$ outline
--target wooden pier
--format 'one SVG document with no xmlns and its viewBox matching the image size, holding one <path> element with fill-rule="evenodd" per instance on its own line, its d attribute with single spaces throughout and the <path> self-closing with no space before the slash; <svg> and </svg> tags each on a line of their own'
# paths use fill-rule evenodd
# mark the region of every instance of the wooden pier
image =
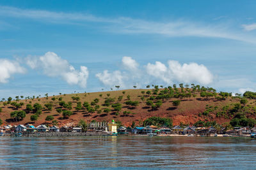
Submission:
<svg viewBox="0 0 256 170">
<path fill-rule="evenodd" d="M 11 137 L 21 137 L 21 138 L 47 138 L 47 137 L 70 137 L 70 136 L 104 136 L 103 132 L 22 132 L 21 135 L 17 134 L 12 134 Z"/>
</svg>

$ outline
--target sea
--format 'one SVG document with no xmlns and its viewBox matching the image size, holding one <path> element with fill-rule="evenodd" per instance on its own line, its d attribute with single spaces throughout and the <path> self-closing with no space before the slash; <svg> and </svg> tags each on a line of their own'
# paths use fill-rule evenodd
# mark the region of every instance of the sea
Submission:
<svg viewBox="0 0 256 170">
<path fill-rule="evenodd" d="M 0 136 L 1 169 L 255 169 L 256 140 L 230 137 Z"/>
</svg>

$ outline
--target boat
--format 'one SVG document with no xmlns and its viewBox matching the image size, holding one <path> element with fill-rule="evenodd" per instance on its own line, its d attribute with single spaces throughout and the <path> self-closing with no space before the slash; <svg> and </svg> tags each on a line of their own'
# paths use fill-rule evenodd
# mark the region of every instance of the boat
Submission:
<svg viewBox="0 0 256 170">
<path fill-rule="evenodd" d="M 188 134 L 188 137 L 193 137 L 193 136 L 194 136 L 194 134 Z"/>
<path fill-rule="evenodd" d="M 108 136 L 117 136 L 117 134 L 118 134 L 118 133 L 116 133 L 116 132 L 113 132 L 113 133 L 108 134 Z"/>
<path fill-rule="evenodd" d="M 251 134 L 251 138 L 253 139 L 256 139 L 256 134 L 252 133 Z"/>
<path fill-rule="evenodd" d="M 152 137 L 154 136 L 157 136 L 156 133 L 148 133 L 147 135 L 150 137 Z"/>
<path fill-rule="evenodd" d="M 16 133 L 15 136 L 16 137 L 21 137 L 22 136 L 22 133 Z"/>
</svg>

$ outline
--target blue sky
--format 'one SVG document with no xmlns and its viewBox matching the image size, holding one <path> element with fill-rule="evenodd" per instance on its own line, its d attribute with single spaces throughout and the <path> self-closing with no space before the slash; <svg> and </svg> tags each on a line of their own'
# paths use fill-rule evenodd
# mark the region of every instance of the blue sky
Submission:
<svg viewBox="0 0 256 170">
<path fill-rule="evenodd" d="M 1 1 L 0 97 L 179 83 L 255 91 L 255 1 Z"/>
</svg>

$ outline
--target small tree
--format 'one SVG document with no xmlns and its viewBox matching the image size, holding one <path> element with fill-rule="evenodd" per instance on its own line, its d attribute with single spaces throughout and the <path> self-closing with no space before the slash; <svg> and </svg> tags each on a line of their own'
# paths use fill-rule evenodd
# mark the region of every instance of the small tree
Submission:
<svg viewBox="0 0 256 170">
<path fill-rule="evenodd" d="M 87 124 L 84 120 L 80 120 L 79 123 L 78 124 L 78 125 L 79 125 L 81 127 L 82 127 L 82 131 L 83 132 L 86 132 L 87 131 Z"/>
<path fill-rule="evenodd" d="M 30 117 L 30 120 L 31 121 L 36 121 L 37 118 L 38 118 L 38 115 L 33 115 Z"/>
<path fill-rule="evenodd" d="M 62 110 L 61 108 L 58 108 L 58 109 L 56 109 L 56 111 L 58 113 L 61 113 Z"/>
<path fill-rule="evenodd" d="M 109 111 L 111 111 L 111 110 L 110 110 L 110 109 L 109 109 L 109 108 L 106 108 L 106 109 L 104 109 L 104 112 L 105 112 L 105 113 L 108 113 Z"/>
<path fill-rule="evenodd" d="M 134 121 L 132 121 L 131 127 L 132 128 L 134 128 L 135 126 L 136 126 L 135 122 L 134 122 Z"/>
<path fill-rule="evenodd" d="M 175 106 L 178 106 L 180 103 L 180 101 L 177 100 L 177 101 L 172 101 L 172 104 Z"/>
<path fill-rule="evenodd" d="M 62 115 L 63 116 L 64 118 L 68 118 L 73 113 L 70 110 L 63 110 L 62 111 Z"/>
<path fill-rule="evenodd" d="M 248 103 L 248 101 L 246 99 L 243 98 L 240 100 L 240 103 L 241 103 L 241 104 L 245 105 L 245 104 L 246 104 Z"/>
<path fill-rule="evenodd" d="M 52 104 L 48 103 L 44 104 L 44 106 L 47 108 L 48 110 L 52 110 Z"/>
<path fill-rule="evenodd" d="M 47 117 L 45 118 L 46 121 L 52 121 L 54 119 L 54 117 L 52 117 L 52 115 L 47 116 Z"/>
</svg>

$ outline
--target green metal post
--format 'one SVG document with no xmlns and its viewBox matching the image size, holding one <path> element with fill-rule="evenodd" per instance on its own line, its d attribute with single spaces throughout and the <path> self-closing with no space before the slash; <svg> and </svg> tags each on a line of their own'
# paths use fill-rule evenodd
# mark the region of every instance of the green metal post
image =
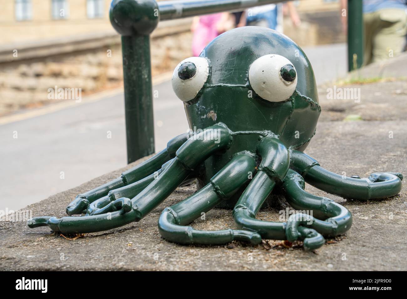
== == ==
▶ _EXERCISE OBJECTIVE_: Report every line of the data above that contains the word "wooden", reproducing each such line in full.

▶ _WRITTEN ANSWER_:
--target wooden pier
# mark the region of every instance of the wooden pier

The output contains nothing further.